ÉNONCÉ DU PROBLÈME: Recopiez à l'identique la liste ci-dessous, depuis son début jusqu'à la ligne contenant « x=351 y=141 », cette ligne comprise. Laissez les images de côté dans votre réponse.

DOCUMENTS FOURNIS:
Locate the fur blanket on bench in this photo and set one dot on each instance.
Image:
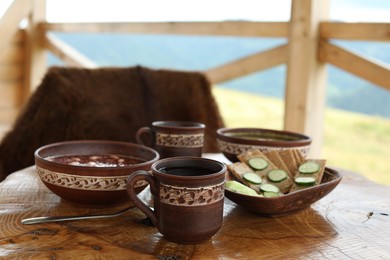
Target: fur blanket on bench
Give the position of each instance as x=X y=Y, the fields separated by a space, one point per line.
x=109 y=104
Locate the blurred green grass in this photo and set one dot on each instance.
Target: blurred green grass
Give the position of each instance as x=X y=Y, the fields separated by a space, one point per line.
x=351 y=141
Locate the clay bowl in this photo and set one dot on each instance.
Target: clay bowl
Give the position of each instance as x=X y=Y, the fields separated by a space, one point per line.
x=234 y=141
x=289 y=203
x=94 y=180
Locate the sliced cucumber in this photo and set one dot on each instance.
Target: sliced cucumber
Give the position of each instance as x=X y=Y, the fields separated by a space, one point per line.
x=266 y=187
x=238 y=187
x=258 y=163
x=252 y=177
x=305 y=181
x=309 y=167
x=270 y=194
x=277 y=175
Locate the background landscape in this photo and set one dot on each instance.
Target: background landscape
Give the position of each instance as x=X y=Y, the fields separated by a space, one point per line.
x=344 y=91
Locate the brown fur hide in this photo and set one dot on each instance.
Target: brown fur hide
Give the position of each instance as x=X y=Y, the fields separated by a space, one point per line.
x=109 y=104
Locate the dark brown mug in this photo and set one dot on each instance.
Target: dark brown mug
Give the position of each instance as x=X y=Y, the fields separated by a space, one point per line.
x=188 y=197
x=173 y=138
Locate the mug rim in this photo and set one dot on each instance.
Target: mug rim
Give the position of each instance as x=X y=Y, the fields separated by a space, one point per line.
x=187 y=158
x=178 y=124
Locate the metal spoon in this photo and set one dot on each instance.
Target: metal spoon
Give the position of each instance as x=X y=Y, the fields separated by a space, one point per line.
x=30 y=221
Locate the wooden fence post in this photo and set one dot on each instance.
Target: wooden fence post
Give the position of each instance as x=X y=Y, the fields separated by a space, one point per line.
x=305 y=97
x=36 y=63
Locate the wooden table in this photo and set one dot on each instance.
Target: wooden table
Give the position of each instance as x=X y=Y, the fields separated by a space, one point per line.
x=352 y=222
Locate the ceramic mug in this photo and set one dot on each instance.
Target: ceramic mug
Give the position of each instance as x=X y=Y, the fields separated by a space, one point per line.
x=188 y=197
x=173 y=138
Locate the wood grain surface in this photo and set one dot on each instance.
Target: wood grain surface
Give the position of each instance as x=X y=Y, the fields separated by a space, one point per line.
x=352 y=222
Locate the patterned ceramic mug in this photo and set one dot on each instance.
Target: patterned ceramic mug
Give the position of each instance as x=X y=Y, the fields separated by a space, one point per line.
x=173 y=138
x=188 y=197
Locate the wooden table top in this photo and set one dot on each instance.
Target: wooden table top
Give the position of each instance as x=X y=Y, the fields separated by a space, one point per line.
x=352 y=222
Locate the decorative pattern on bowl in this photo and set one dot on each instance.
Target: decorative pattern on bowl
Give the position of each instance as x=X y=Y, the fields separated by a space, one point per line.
x=92 y=183
x=182 y=140
x=240 y=148
x=191 y=197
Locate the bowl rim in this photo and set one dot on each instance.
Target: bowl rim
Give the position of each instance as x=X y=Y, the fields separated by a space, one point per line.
x=107 y=142
x=302 y=141
x=338 y=178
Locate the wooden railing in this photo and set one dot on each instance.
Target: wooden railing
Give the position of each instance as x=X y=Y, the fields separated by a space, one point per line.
x=307 y=52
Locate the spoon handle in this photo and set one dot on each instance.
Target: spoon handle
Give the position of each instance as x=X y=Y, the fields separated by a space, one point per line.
x=36 y=220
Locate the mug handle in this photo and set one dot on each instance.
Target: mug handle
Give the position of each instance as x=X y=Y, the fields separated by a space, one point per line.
x=144 y=130
x=131 y=181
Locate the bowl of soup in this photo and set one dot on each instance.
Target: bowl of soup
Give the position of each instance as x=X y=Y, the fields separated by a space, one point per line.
x=92 y=172
x=234 y=141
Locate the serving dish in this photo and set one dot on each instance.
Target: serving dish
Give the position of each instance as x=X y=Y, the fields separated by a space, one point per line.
x=288 y=203
x=92 y=172
x=234 y=141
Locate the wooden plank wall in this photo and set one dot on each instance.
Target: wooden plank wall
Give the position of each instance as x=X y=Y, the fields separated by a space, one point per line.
x=12 y=78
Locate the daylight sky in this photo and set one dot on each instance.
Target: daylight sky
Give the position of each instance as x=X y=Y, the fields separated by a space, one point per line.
x=203 y=10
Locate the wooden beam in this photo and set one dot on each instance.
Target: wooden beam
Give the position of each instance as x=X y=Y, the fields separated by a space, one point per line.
x=228 y=28
x=67 y=53
x=306 y=77
x=247 y=65
x=356 y=31
x=9 y=22
x=14 y=52
x=36 y=63
x=356 y=64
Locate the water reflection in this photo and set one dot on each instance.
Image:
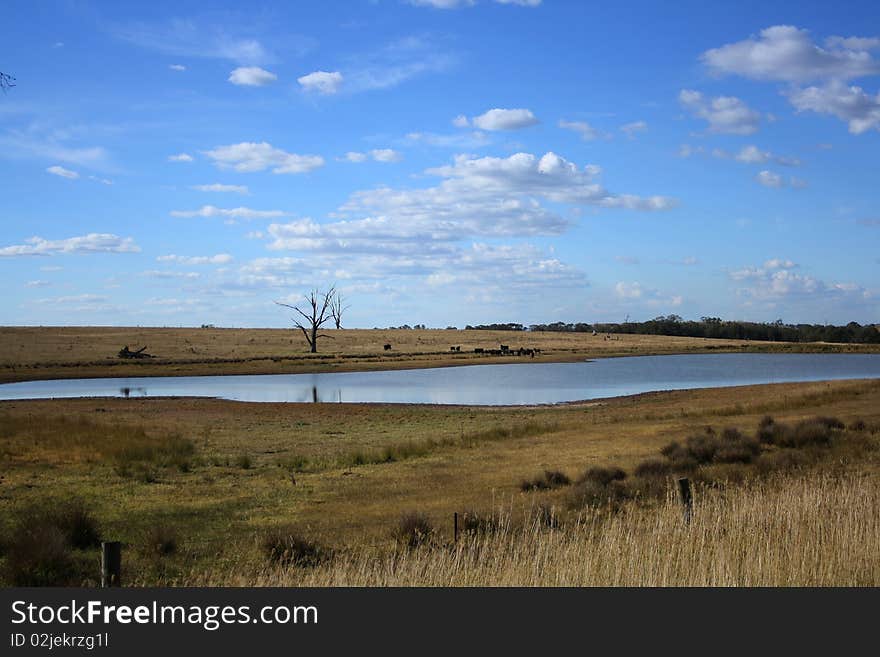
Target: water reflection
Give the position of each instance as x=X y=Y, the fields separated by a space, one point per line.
x=506 y=384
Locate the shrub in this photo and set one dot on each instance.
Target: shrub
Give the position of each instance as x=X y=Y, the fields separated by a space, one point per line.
x=602 y=476
x=76 y=523
x=39 y=555
x=413 y=530
x=653 y=468
x=39 y=550
x=474 y=522
x=546 y=516
x=781 y=460
x=857 y=425
x=807 y=432
x=828 y=422
x=592 y=492
x=286 y=547
x=550 y=479
x=161 y=540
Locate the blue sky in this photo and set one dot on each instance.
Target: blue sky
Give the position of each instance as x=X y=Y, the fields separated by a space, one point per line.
x=440 y=162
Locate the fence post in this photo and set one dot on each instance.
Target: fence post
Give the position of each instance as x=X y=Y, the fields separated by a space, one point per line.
x=687 y=500
x=111 y=564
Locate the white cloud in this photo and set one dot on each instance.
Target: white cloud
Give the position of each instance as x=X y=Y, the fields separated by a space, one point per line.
x=470 y=140
x=784 y=52
x=779 y=263
x=853 y=43
x=776 y=279
x=91 y=243
x=219 y=187
x=186 y=275
x=686 y=150
x=377 y=154
x=442 y=4
x=321 y=82
x=505 y=119
x=355 y=156
x=64 y=173
x=584 y=129
x=219 y=259
x=852 y=104
x=770 y=179
x=189 y=38
x=636 y=292
x=249 y=157
x=632 y=129
x=386 y=155
x=725 y=114
x=753 y=155
x=251 y=76
x=230 y=213
x=478 y=197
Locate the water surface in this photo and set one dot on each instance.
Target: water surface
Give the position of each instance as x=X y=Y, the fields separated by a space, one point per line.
x=506 y=384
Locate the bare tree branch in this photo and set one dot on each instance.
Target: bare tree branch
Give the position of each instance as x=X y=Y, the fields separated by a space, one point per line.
x=6 y=81
x=317 y=313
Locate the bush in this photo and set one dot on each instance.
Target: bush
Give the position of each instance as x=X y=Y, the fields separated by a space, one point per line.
x=474 y=522
x=857 y=425
x=286 y=547
x=653 y=468
x=592 y=492
x=77 y=524
x=602 y=476
x=39 y=550
x=39 y=555
x=413 y=530
x=782 y=460
x=161 y=540
x=806 y=433
x=550 y=479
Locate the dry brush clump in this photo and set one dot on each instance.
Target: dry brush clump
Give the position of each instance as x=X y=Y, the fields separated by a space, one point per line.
x=792 y=531
x=47 y=543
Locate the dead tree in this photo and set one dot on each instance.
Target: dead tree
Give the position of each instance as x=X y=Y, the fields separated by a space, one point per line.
x=336 y=309
x=125 y=352
x=317 y=314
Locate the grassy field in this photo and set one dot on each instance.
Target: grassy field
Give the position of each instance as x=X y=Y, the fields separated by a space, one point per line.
x=28 y=353
x=196 y=488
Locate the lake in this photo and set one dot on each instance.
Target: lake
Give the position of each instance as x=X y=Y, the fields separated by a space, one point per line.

RÉPONSE ATTENDUE:
Locate the fur blanket on bench in this photo and set one dot on each instance.
Image:
Target: fur blanket on bench
Give the position of each instance as x=X y=Y, the fields separated by a space, one point per line.
x=109 y=104
Locate the blurred green grass in this photo and set one dot on each instance.
Target: blurred green grass
Give the position of each instance as x=X y=Y, the fields separated by a space, one point per line.
x=351 y=141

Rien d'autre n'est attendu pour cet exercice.